-- START OF Passage --
Asked if he is wary of falling in love at that level, Cillian pauses again, and says, "I am involved at the moment," then adds, "but I definitely don't think that for love to be interesting it has to be dangerous." So who is Cillian involved with? Some press reports claim that he's been in a relationship for a year with an artist named Yvonne and that they live together in London. The latter is true but I'd heard they've been together for at least six years.
"That's right, she's known me a long time," he responds, before pausing yet again and highlighting this sudden lacuna in our conversation by reaching for his pint. But there still is one question I must ask in terms of this subject. Namely, if this "Mystery Girl"—as Bono might call her—has been in Cillian's life since he first brushed against the "bitch goddess" of fame, has she helped keep him grounded?
"More than that, the truth is that I am a person who has always needed companionship," he says. "I'm not very good at being alone. And I should know, I've tried it. As for the fame thing, I never intended this to happen and my life, really, hasn't changed dramatically. But, yes, it does help to have a stable relationship in my life. And no matter what happens I would hope to hold on to the things in life that are most important to me.
"But actors have more control than people think. I know some actors renounce their responsibility, and say, 'Now that I am well-known my life is bound to change dramatically,' but I think I've managed to keep my life very simple this far. In the sense that I do have this girl who is hugely important to me and we have our own life. And if it seems like I don't like talking in public about our relationship, I actually don't. Because it is something that is our own. I've managed until this point to keep it private, and that's how I'd rather keep things."
Cillian laughs at any suggestion that, as he says, "like John Lennon in the old days!" he might be advised to deny the presence of his partner lest that lessen his appeal to female—or male—fans. "If you do that it means you are allowing yourself to be packaged and marketed and that's not how I work," he says. But doesn't this lead us back to the question of that full-frontal shot at the start of 28 Days Later... which many might see as evidence of Cillian being sold as a typical slice of "male movie meat" for those who feed on sexual or romantic cinematic fantasies.
"That's exaggerating the point," he responds, laughing. "But, seriously, my looks have never been a part of my acting consciousness. And I've never felt myself under any pressure, from anyone, to sell myself as a sex symbol, or whatever. And in terms of that scene, when we meet this guy he is like Adam and it is like the rebirth of man, so once I rationalised it at that level it felt all right to me. Yet I do see the sense in what you're asking, because there will be those who want to see, or sell, me as a figure of fantasy. But how the f**k (sic) do you avoid that? By letting someone break your nose! I am what I am and I certainly won't be putting any effort into selling myself along the lines you mention."
-- END OF Passage --
-- START OF Supplied data --
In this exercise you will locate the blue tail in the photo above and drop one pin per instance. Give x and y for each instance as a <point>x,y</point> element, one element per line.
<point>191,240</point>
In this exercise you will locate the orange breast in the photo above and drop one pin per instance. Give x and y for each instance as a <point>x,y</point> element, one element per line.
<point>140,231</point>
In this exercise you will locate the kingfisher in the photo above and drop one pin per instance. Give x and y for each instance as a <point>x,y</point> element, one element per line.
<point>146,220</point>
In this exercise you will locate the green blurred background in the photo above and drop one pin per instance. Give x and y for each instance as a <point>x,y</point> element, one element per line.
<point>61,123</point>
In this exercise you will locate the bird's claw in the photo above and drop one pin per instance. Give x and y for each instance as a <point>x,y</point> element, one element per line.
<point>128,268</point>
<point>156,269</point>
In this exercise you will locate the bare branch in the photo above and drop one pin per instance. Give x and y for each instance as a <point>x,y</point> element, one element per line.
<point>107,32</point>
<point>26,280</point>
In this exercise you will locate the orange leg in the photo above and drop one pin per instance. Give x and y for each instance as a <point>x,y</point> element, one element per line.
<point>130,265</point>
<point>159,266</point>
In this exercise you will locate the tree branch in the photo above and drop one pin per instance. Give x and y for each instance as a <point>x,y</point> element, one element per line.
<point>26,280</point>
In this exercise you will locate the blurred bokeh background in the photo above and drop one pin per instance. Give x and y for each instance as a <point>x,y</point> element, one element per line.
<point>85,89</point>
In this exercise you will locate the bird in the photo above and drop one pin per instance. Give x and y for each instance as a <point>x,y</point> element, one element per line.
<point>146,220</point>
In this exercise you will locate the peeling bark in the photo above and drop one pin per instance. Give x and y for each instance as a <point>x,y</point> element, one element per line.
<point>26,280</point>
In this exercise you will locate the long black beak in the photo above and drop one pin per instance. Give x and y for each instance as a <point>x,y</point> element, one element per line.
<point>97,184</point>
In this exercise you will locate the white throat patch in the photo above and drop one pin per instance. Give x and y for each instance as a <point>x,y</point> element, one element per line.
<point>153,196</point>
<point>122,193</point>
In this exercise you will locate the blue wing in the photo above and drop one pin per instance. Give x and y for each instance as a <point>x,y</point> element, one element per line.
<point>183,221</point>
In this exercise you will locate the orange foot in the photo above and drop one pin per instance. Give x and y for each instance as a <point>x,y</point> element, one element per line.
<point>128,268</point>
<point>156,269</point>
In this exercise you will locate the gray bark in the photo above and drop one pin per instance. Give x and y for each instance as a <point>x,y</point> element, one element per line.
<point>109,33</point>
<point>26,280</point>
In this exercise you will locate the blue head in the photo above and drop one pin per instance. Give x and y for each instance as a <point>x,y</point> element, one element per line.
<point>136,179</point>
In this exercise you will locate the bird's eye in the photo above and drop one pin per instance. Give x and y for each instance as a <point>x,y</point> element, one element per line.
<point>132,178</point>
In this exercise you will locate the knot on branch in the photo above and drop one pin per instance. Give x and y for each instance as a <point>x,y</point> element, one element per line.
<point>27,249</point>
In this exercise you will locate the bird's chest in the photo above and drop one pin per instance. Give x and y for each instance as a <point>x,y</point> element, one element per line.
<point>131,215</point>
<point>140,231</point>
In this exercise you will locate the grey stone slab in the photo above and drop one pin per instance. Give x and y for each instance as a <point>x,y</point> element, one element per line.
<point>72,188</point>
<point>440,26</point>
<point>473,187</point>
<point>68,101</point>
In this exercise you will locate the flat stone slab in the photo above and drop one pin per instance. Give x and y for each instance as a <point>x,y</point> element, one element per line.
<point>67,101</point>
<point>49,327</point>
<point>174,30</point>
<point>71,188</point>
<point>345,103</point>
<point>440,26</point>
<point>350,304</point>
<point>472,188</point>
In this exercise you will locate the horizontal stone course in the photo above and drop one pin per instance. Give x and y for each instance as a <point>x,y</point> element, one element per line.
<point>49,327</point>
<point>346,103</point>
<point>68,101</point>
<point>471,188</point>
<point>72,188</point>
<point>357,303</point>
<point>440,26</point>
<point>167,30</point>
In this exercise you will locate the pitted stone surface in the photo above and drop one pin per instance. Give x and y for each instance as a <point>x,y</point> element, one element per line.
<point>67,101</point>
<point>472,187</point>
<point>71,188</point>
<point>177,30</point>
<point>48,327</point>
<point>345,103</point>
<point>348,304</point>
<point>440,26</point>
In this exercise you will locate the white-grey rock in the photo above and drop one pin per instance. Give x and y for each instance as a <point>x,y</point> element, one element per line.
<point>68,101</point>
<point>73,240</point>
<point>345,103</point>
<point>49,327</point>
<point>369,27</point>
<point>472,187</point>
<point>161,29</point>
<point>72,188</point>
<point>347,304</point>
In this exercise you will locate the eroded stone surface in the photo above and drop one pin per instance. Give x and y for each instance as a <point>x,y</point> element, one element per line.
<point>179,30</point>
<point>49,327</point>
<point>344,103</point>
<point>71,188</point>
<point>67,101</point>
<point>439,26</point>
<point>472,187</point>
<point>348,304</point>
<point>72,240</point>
-- END OF Supplied data --
Your tasks:
**A)** Rewrite the paragraph of the interview that begins "But actors have more control than people think" in a shorter form, keeping its main facts.
**B)** Return every line of the records that contains the string "eroded", treating uppercase and lowercase as different.
The interview excerpt and the records have no connection to each other.

Answers for the tasks:
**A)** Cillian says actors have more control than people think. Some actors give up responsibility and claim fame must change their lives dramatically, but he believes he has kept his life very simple so far. He has a girl who is hugely important to him, and they have their own life together. He doesn't like discussing the relationship in public because it belongs to the two of them. He has kept it private up to now and prefers to keep it that way.

**B)**
In this exercise you will locate the eroded stone surface in the photo above and drop one pin per instance. Give x and y for each instance as a <point>x,y</point> element, one element per line.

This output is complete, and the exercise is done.